## Problem description
Swap "bottle label" for "bottle sticker" in the rows from the start through the line containing "[[[92,88],[92,80],[80,80],[79,81],[79,88],[85,89]]]", inclusive, and give those lines back with nothing else changed. Leave the pictures out.

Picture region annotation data

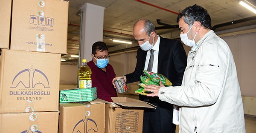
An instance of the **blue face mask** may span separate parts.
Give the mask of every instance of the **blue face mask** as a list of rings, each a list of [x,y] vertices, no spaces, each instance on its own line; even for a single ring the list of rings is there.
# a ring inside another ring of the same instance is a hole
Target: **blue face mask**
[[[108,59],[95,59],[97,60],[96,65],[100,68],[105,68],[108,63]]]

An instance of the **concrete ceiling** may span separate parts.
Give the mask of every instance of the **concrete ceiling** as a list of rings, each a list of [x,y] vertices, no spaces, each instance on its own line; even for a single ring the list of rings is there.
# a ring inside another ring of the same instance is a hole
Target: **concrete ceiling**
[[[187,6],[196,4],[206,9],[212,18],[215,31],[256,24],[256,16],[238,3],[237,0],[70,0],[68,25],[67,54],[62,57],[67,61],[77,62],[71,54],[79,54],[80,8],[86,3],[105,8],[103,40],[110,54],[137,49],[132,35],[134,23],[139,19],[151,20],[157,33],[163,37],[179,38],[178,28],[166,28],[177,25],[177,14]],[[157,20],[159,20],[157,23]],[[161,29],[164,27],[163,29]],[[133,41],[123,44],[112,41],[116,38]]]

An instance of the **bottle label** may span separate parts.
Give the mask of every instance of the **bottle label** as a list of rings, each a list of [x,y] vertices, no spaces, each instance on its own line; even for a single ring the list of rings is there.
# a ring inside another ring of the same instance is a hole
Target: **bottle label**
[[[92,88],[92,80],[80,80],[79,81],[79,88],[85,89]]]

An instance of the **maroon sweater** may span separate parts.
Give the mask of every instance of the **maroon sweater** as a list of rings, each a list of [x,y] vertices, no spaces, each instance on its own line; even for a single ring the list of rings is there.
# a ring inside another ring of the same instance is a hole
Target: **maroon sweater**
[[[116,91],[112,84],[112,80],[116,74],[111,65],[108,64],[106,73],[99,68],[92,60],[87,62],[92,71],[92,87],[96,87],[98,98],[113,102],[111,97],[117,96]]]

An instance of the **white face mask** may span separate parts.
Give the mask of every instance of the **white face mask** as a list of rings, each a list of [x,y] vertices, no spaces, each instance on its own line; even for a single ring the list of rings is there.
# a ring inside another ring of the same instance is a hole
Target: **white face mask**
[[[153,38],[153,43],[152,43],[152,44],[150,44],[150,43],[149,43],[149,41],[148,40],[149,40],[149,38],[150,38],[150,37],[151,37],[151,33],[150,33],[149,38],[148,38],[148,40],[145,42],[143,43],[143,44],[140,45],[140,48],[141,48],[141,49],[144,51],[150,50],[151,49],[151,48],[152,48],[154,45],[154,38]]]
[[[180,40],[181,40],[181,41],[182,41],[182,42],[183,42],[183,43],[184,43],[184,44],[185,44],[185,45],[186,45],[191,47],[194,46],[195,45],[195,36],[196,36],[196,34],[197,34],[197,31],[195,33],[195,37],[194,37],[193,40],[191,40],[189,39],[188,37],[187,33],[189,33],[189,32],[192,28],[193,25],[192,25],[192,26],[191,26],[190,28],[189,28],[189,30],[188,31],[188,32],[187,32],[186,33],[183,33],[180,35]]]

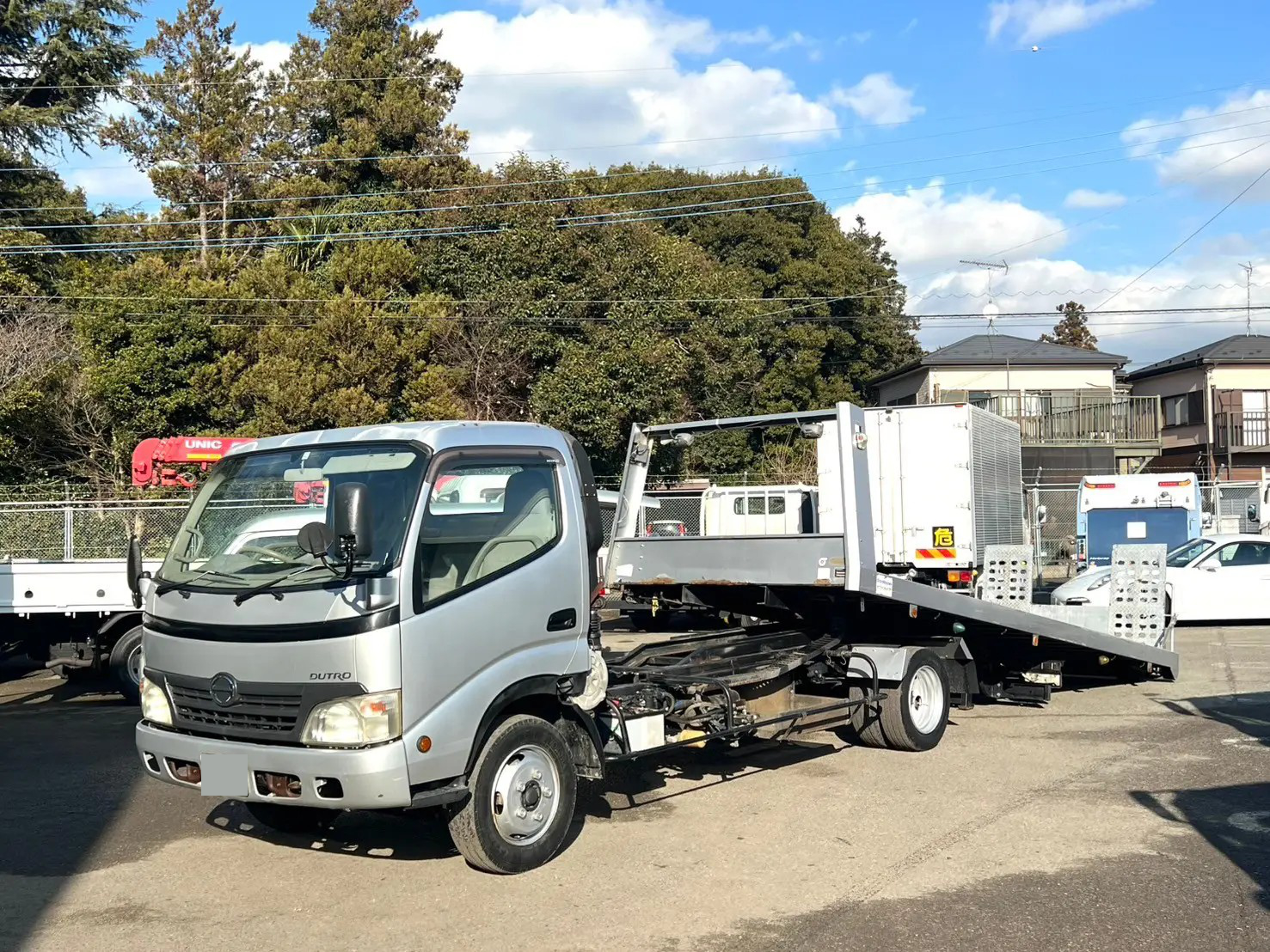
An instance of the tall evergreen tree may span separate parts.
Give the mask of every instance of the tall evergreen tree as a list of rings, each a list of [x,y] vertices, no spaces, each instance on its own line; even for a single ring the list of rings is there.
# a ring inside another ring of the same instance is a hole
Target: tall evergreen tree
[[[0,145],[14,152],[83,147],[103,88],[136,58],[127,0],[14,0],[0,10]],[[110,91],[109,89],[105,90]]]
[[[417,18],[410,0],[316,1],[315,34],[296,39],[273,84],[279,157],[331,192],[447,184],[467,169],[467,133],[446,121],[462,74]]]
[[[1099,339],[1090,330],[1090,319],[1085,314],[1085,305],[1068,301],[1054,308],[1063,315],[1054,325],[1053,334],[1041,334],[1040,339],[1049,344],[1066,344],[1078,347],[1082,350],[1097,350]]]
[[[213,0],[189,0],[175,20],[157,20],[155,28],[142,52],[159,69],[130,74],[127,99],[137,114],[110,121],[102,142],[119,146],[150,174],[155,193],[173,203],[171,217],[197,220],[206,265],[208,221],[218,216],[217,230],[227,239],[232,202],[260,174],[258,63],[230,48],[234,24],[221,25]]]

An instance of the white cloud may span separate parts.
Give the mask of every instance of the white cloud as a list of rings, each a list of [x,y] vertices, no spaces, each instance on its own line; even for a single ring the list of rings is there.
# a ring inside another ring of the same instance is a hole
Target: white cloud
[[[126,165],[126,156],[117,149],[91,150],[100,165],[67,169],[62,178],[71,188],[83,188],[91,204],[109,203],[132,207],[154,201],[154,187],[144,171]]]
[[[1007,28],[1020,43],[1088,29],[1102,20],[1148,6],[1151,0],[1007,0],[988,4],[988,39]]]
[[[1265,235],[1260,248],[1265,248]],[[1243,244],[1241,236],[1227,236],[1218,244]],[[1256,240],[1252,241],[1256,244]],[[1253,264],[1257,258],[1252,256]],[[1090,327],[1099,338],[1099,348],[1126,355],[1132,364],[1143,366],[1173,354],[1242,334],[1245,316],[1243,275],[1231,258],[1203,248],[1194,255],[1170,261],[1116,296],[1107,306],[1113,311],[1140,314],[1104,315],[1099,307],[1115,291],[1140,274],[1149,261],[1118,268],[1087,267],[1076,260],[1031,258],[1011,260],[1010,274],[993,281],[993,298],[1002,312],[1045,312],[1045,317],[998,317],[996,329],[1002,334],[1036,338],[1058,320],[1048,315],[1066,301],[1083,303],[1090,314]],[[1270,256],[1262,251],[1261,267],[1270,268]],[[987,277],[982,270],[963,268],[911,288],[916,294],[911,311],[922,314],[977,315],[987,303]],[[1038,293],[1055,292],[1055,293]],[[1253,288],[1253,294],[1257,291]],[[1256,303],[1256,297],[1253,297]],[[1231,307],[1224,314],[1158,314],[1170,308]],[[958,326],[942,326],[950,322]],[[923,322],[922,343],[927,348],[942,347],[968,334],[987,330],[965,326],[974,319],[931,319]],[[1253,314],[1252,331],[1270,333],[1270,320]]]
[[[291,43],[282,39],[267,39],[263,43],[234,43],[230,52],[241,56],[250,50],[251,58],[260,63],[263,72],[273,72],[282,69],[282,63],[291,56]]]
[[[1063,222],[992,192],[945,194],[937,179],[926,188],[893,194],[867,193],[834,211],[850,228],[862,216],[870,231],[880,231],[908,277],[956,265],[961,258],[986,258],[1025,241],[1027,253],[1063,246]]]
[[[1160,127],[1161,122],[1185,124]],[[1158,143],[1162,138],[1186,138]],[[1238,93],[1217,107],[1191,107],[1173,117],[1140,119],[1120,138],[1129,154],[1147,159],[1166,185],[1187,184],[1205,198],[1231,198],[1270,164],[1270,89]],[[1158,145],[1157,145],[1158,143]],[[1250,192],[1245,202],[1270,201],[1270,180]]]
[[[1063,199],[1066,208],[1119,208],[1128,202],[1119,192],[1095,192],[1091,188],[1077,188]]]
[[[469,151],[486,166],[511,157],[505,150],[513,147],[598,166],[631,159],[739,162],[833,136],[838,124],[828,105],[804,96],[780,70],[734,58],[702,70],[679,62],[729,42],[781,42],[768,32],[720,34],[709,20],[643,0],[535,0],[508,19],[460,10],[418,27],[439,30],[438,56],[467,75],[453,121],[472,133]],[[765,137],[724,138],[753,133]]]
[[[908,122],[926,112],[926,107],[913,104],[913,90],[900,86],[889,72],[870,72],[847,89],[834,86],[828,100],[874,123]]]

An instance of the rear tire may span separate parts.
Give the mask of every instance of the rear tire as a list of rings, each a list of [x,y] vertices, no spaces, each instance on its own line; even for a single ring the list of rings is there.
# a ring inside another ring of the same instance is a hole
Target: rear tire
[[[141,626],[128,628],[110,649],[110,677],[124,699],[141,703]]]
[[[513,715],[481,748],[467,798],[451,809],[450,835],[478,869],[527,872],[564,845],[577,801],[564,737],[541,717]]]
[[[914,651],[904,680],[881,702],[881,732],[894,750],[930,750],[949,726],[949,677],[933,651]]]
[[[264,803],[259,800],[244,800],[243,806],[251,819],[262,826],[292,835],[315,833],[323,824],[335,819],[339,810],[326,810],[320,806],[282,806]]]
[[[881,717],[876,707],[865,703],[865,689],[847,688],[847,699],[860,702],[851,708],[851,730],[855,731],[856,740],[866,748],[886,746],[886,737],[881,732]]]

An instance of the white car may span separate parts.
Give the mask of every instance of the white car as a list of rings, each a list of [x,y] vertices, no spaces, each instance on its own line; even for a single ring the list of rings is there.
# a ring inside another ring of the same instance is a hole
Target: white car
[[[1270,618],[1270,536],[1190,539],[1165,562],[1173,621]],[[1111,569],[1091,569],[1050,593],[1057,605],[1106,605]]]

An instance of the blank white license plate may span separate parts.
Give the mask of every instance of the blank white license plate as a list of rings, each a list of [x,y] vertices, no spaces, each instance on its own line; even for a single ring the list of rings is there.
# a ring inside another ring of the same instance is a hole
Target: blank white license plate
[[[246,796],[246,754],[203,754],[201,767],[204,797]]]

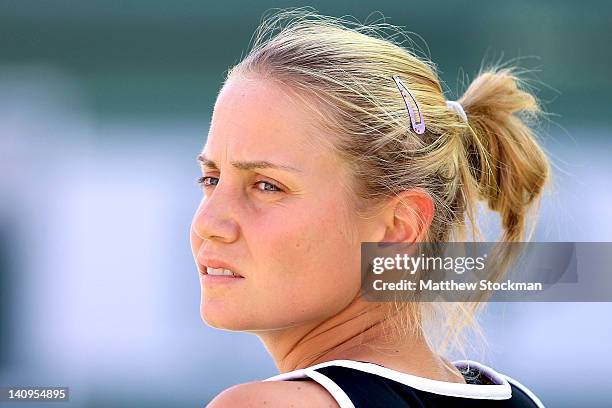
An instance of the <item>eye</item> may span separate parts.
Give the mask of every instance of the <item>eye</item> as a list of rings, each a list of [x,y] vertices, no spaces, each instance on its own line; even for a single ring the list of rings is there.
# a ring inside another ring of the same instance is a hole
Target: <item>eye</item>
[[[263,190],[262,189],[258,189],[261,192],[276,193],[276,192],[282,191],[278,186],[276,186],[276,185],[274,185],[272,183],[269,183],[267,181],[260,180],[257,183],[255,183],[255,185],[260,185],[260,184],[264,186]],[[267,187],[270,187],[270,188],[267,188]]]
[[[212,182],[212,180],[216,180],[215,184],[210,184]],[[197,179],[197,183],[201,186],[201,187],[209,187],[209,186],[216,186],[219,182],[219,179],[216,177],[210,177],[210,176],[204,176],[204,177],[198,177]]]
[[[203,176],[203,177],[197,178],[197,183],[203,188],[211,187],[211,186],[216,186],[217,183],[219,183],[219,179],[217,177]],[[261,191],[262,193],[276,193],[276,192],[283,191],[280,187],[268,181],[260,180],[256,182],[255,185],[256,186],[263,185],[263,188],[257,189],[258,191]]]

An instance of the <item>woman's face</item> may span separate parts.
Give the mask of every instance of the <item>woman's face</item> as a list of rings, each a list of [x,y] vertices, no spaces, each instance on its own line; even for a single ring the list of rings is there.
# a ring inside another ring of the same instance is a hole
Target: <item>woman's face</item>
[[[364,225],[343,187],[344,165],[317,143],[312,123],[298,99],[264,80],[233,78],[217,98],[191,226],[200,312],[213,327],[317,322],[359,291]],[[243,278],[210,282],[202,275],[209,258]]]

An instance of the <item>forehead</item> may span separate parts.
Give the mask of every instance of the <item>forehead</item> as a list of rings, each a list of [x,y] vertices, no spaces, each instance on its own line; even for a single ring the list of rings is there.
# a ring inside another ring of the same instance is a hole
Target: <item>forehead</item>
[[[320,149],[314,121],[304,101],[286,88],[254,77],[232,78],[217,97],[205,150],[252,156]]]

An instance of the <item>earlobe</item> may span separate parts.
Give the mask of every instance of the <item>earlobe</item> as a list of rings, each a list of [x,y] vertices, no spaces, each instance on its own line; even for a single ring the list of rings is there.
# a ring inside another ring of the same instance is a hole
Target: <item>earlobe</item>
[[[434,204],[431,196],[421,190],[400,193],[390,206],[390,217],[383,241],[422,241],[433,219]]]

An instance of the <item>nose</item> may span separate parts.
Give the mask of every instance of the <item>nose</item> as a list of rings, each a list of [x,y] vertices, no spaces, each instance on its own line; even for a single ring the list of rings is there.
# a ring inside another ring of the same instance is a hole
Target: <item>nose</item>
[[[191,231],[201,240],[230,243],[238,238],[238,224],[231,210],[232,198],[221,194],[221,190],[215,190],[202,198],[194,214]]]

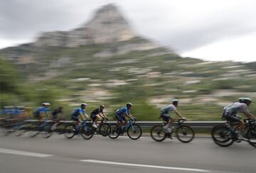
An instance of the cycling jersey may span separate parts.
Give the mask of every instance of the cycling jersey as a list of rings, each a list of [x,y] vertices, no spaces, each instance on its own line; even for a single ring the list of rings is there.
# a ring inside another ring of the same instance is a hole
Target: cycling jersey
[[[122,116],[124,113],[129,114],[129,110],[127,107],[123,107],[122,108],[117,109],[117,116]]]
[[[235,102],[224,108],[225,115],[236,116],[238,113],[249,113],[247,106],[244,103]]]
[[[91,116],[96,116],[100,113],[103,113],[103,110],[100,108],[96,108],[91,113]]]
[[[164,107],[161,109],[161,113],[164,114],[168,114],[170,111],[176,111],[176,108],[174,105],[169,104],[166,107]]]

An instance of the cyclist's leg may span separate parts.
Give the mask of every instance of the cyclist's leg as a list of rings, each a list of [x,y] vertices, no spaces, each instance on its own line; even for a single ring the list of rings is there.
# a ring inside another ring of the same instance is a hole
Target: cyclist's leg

## Solution to this exercise
An instance of the **blue face mask** may span separate parts.
Give the mask of every instance of the **blue face mask** as a list of rings, each a list of [x,y] vertices, no spaces, each instance on its own line; even for a single ring the list of rings is there.
# a ring inside another ring of the same instance is a hole
Target: **blue face mask**
[[[108,59],[95,59],[97,60],[96,65],[100,68],[105,68],[108,63]]]

An instance of the **concrete ceiling** may span separate parts.
Give the mask of every instance of the **concrete ceiling** as a list of rings, each a list of [x,y] vertices, no spaces, each instance on its own line; even for a single ring the list of rings is there.
# a ring inside another ring of the same instance is a hole
Target: **concrete ceiling**
[[[187,6],[196,4],[206,9],[212,18],[215,31],[256,24],[256,16],[238,3],[237,0],[70,0],[68,25],[67,54],[62,57],[67,61],[77,62],[71,54],[79,54],[80,8],[86,3],[105,8],[103,40],[110,54],[137,49],[132,35],[134,23],[139,19],[151,20],[157,33],[163,37],[179,38],[178,28],[166,28],[177,25],[177,14]],[[157,20],[159,20],[157,23]],[[161,29],[164,27],[163,29]],[[133,41],[123,44],[112,41],[116,38]]]

An instance of the **bottle sticker** may span separate parts.
Give the mask of every instance of the **bottle sticker** as a list of rings, each a list of [x,y] vertices, no spaces, each instance on its own line; even for a single ring the list of rings is there.
# a ring inside another ring of the same instance is a hole
Target: **bottle sticker**
[[[92,88],[92,80],[80,80],[79,81],[79,88],[85,89]]]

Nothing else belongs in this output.